▶ _Document segment_

Dan Bogard; SigmaTel

Executive Summary
Complicated audio and video technology has found its way from recording studios and multichannel surround movie theaters to the consumer household. As traditional distinctions between computing and consumer electronic products begin to fade, consumers will confront the same limitations in media performance that have hampered professional users for years: unacceptably high levels of latency (delays in responsiveness), difficulty in synchronizing media playback, and interoperability problems.

Left unaddressed, these limitations risk customer dissatisfaction and slow adoption of our next generation consumer products. We propose a problem-solving approach that applies principles of object-oriented computing to computing hardware and software. We also explore the challenges inherent in applying aggressive Digital Rights Management technologies to next generation products.

By creating a software-based management system that treats all elements of the audio chain as interconnected components, we can control and reduce latency, ensure that all media is properly synchronized, and provide a new generation of successful products for the emerging digital lifestyle in the home, and the professionals who provide that content.

Table of Contents

• Introduction
• Definitions and Assumptions
• Latency: Background
• Latency: Proposed Solutions
• Synchronization: Background
• Scope and Goals for a Synchronization Solution
• The Relationship between Synchronization and Latency
• Synchronization and DRM
• Synchronization Solutions
• Conclusion and Action Items
• Appendix: A Call for a Standardized Audio Component Framework
• Benefits to Consumers, Software Developers, Pro Users, and Hardware Manufacturers

Introduction
Standard computing architectures lie at the heart of contemporary media delivery systems, such as personal computers, home digital video recorders, and some set-top box and other living room entertainment products. Just a few years ago these products were rare, but the rapid adoption of DVD technologies and the increasing numbers of consumers who create their own media with video cameras and home computers have whetted consumer appetites and permanently altered the landscape of consumer electronic and computing products. The line between computers and common consumer electronic products is evaporating.

Existing media streaming architectures are already very mature and full featured, and they continue to evolve and improve. Recent steps towards media convergence, e.g., the computer in the living room controlling the TV set, present a new proliferation of multiple input and output streams and disparate media types. The market will reveal new and no doubt unpredicted ways to use these multiple streams.

The market for these products, however, appears to be developing faster than the products themselves. While there are many and varied reasons for slow product innovation, including the lack of a widely accepted market solution for dealing with copyrighted (and possibly copy-protected) content, there are clearly technical limitations hampering our efforts. In this report, we will deal with two principal issues: latency and synchronization.

In particular, existing architectures do not adequately solve the synchronization and latency management problems that arise in the converged home media environment. At the same time, the unique needs of the professional media content creator have not been adequately met. Major software and hardware manufactures (who shall remain nameless) are currently wrestling with issues of latency and synchronization in next generation platforms, so there is an opportunity at BBQ 2002 to provide some guidance to their efforts.

▶ _Exercise set_
• A. Copy everything in the latency and synchronization report from "Executive Summary" down to "and interoperability problems.".
• B. List the limitations in media performance that the executive summary of the latency and synchronization report says consumers will confront.
• C. Write the next part of the latency and synchronization report, picking up after its final sentence.
The rows after the latency and synchronization report are separate material, unrelated to the report.

▶ _Data provided_
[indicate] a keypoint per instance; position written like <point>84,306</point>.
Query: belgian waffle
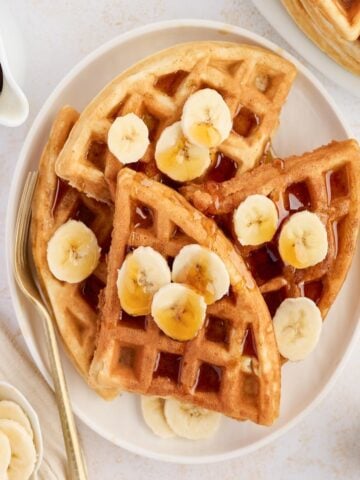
<point>327,182</point>
<point>254,82</point>
<point>74,305</point>
<point>232,366</point>
<point>334,25</point>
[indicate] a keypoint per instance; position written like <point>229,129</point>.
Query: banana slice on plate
<point>178,311</point>
<point>206,119</point>
<point>141,275</point>
<point>128,138</point>
<point>189,421</point>
<point>179,159</point>
<point>23,453</point>
<point>12,411</point>
<point>297,326</point>
<point>5,456</point>
<point>255,220</point>
<point>303,240</point>
<point>153,412</point>
<point>73,252</point>
<point>202,270</point>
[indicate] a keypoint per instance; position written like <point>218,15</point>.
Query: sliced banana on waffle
<point>141,275</point>
<point>179,159</point>
<point>203,270</point>
<point>153,412</point>
<point>178,311</point>
<point>5,456</point>
<point>73,252</point>
<point>255,220</point>
<point>297,326</point>
<point>23,453</point>
<point>190,421</point>
<point>206,120</point>
<point>12,411</point>
<point>303,240</point>
<point>128,138</point>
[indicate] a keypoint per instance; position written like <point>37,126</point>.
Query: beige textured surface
<point>325,445</point>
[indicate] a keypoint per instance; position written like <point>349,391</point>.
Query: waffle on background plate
<point>334,25</point>
<point>233,364</point>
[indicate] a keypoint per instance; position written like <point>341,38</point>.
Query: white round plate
<point>309,119</point>
<point>276,14</point>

▶ _Results in order_
• A.
Executive Summary
Complicated audio and video technology has found its way from recording studios and multichannel surround movie theaters to the consumer household. As traditional distinctions between computing and consumer electronic products begin to fade, consumers will confront the same limitations in media performance that have hampered professional users for years: unacceptably high levels of latency (delays in responsiveness), difficulty in synchronizing media playback, and interoperability problems.

• B.
- Unacceptably high levels of latency (delays in responsiveness)
- Difficulty in synchronizing media playback
- Interoperability problems

• C.
This report addresses synchronization and latency in a framework for real-time media. It is platform agnostic and addresses the needs of the consumer as well as the professional content creator. We hope that the general principles we outline will form the basis for new hardware platform and operating system development, and when necessary, software standards that provide the media infrastructure for home entertainment and professional production.

Definitions and Assumptions
We assume a fairly technical audience, one accustomed to concepts of contemporary software design and issues confronting media developers. We will use jargon commonly used in media software and hardware design, like "renderer" (a device that provides final output, like a video card or a digital-to-analog converter on a sound card). We explain some complicated concepts, like synchronization, only to the degree necessary to propose our approach.

This paper describes a media system that represents streaming components as blocks connected in an acyclic graph, a la AVStream in Windows. We will use the term "component" to describe an element of the graph, such as an audio renderer or codec. We will use the term "graph manager" to describe the presumed system element which manages the connection and lifetime of components in a graph.

Latency: Background
To gain an understanding of the issues surrounding latency, examine the following usage scenarios.

Case 1: Gaming. When you push the button on your joystick, you need to hear the gunshot sound within 50 milliseconds to be convincing. In this case, the system latency needs to somewhat low, but any value below 50 msec is tolerable. 20 msec or less provides heightened immediacy that furthers the gameplay.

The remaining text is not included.